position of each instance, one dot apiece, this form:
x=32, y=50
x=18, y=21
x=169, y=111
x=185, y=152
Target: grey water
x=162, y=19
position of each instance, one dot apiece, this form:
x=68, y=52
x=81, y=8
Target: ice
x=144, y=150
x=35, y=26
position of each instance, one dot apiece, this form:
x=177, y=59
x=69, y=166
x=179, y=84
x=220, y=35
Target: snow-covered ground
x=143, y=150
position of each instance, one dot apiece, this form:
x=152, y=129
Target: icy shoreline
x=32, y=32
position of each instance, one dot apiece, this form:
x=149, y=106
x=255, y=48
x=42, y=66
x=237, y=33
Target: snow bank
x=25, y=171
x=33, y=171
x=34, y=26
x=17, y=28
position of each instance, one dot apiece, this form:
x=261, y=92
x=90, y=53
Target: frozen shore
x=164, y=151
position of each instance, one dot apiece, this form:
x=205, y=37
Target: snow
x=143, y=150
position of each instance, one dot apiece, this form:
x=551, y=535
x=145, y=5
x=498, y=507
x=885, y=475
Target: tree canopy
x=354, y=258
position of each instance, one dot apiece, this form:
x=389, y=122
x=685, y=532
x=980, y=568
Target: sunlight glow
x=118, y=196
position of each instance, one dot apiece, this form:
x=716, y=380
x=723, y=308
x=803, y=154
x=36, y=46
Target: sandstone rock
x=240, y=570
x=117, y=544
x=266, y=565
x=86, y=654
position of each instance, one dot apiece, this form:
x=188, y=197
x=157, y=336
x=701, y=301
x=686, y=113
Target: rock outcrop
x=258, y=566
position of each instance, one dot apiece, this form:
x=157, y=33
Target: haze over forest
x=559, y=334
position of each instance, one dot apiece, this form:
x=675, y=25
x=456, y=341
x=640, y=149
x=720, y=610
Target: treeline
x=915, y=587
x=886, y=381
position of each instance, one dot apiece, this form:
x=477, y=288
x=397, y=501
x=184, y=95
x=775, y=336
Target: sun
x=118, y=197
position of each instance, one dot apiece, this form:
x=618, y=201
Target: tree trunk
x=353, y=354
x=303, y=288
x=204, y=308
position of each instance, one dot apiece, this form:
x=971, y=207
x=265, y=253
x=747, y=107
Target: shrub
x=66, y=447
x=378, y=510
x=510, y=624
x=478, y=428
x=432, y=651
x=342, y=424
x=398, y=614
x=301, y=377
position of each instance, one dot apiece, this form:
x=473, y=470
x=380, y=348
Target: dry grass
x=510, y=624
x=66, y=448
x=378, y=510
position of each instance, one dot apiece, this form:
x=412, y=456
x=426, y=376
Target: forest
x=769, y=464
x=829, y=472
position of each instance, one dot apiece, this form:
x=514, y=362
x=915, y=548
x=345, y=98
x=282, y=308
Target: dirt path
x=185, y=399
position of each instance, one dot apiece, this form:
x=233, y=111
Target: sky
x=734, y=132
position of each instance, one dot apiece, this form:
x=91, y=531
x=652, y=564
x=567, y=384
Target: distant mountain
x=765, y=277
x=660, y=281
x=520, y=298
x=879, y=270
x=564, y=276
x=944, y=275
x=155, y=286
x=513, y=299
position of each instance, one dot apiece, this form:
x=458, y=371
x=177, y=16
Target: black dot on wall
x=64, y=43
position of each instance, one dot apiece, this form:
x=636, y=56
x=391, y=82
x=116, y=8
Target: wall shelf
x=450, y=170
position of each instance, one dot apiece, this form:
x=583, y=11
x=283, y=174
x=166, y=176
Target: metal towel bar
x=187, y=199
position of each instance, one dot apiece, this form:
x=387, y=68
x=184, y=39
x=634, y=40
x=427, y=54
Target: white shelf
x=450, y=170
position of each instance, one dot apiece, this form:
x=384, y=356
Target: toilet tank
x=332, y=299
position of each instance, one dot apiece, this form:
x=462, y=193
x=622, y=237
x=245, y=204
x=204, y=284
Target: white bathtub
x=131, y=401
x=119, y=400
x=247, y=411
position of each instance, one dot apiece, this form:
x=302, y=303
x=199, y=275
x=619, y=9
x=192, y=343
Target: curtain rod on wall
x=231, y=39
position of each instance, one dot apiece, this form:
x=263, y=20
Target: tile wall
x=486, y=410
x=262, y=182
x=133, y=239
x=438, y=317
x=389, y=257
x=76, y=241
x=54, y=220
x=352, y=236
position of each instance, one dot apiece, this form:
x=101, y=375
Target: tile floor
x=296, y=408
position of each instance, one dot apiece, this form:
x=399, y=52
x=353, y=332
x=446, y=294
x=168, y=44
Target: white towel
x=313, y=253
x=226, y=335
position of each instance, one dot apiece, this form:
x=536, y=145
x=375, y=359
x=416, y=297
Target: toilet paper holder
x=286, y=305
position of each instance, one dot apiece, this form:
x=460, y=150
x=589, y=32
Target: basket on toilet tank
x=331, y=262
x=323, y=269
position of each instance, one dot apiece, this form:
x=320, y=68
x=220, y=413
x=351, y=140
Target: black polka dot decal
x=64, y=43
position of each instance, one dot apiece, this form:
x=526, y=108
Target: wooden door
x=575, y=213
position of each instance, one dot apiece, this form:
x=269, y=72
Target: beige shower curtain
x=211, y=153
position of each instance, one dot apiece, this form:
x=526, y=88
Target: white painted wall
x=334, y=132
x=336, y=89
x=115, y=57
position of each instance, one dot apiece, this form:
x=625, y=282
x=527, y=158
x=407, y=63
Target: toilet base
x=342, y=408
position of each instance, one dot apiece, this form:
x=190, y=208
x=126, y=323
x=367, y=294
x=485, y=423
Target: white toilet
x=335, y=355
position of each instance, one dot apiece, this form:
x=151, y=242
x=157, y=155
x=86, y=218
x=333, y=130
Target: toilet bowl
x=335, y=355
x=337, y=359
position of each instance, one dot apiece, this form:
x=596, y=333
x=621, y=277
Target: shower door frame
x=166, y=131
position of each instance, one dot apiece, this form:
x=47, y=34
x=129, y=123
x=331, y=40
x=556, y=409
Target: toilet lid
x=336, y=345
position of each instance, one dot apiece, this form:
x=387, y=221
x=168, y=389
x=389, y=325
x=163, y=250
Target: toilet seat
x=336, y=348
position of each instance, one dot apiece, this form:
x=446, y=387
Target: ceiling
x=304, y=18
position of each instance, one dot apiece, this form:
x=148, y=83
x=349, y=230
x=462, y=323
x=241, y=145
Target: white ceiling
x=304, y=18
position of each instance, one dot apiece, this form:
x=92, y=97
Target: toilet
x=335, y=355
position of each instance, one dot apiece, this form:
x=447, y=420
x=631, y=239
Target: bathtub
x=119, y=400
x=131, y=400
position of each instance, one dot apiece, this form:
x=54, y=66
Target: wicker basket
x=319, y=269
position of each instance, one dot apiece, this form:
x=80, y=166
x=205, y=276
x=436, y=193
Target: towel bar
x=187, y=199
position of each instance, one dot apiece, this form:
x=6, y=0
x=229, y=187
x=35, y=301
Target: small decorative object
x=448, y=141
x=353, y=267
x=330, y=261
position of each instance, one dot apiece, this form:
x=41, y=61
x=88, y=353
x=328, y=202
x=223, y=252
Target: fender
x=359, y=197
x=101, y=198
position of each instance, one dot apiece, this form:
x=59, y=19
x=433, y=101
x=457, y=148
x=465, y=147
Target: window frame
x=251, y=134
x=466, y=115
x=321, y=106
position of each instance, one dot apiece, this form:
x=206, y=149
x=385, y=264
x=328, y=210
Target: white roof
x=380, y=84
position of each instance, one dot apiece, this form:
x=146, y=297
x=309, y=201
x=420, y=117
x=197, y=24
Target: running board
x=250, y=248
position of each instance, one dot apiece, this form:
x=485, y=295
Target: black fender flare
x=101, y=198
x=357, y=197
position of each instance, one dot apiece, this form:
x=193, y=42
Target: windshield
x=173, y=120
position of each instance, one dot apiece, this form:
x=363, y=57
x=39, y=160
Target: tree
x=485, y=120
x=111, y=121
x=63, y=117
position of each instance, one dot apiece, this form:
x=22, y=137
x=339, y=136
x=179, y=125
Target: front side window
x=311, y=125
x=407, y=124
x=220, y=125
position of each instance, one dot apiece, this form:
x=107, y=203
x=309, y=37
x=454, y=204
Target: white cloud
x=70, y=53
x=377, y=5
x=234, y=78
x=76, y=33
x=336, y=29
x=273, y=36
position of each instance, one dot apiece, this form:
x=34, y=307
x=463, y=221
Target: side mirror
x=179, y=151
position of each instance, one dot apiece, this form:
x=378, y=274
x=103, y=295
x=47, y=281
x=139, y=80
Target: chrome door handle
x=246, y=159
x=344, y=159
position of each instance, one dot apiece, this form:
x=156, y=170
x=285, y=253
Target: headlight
═══
Übungsaufgabe: Wie lautet der Abschnitt vom Beginn der Datensätze bis einschließlich der Zeile mit „x=886, y=381“, wenn darin „Target“ überall in „Label“ umbenannt wird und sonst alles unverändert bleibt?

Richtige Lösung:
position of each instance, one dot apiece, this form:
x=32, y=50
x=18, y=21
x=169, y=111
x=185, y=152
Label: grey water
x=162, y=19
position of each instance, one dot apiece, this form:
x=68, y=52
x=81, y=8
Label: ice
x=144, y=150
x=35, y=26
position of each instance, one dot apiece, this form:
x=177, y=59
x=69, y=166
x=179, y=84
x=220, y=35
Label: snow-covered ground
x=143, y=150
position of each instance, one dot apiece, this form:
x=152, y=129
Label: icy shoreline
x=32, y=32
position of each instance, one dot apiece, this form:
x=149, y=106
x=255, y=48
x=42, y=66
x=237, y=33
Label: snow bank
x=25, y=171
x=33, y=171
x=34, y=26
x=17, y=28
position of each instance, one dot apiece, this form:
x=261, y=92
x=90, y=53
Label: frozen shore
x=164, y=151
position of each instance, one dot apiece, this form:
x=205, y=37
Label: snow
x=143, y=150
position of each instance, one dot apiece, this form:
x=551, y=535
x=145, y=5
x=498, y=507
x=885, y=475
Label: tree canopy
x=354, y=258
position of each instance, one dot apiece, this form:
x=389, y=122
x=685, y=532
x=980, y=568
Label: sunlight glow
x=118, y=196
position of each instance, one dot apiece, this form:
x=716, y=380
x=723, y=308
x=803, y=154
x=36, y=46
Label: sandstone rock
x=240, y=570
x=117, y=544
x=266, y=565
x=86, y=654
position of each instance, one dot apiece, this form:
x=188, y=197
x=157, y=336
x=701, y=301
x=686, y=113
Label: rock outcrop
x=258, y=566
position of each instance, one dot apiece, this form:
x=157, y=33
Label: haze over forest
x=559, y=334
position of each instance, one dot apiece, this form:
x=675, y=25
x=456, y=341
x=640, y=149
x=720, y=610
Label: treeline
x=915, y=587
x=886, y=381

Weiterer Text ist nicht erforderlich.